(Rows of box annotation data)
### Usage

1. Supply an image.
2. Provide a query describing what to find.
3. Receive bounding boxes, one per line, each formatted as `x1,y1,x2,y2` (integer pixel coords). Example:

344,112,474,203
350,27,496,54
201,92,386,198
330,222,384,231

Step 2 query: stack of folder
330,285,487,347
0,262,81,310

__Set problem__.
Rewrite each line of the data above as an item in a numbered list, leaving out the blank lines.

__Reply__.
1. ### Usage
2. 1. Supply an image.
3. 2. Provide a query describing what to find.
4. 3. Receive bounding boxes, one per line, each formatted as `x1,y1,x2,y2` (integer pixel coords). Example:
5. 344,112,474,203
6. 350,27,496,54
7. 201,92,386,198
8. 330,222,384,231
9. Step 2 query: stack of folder
10. 330,285,487,347
11. 0,262,81,310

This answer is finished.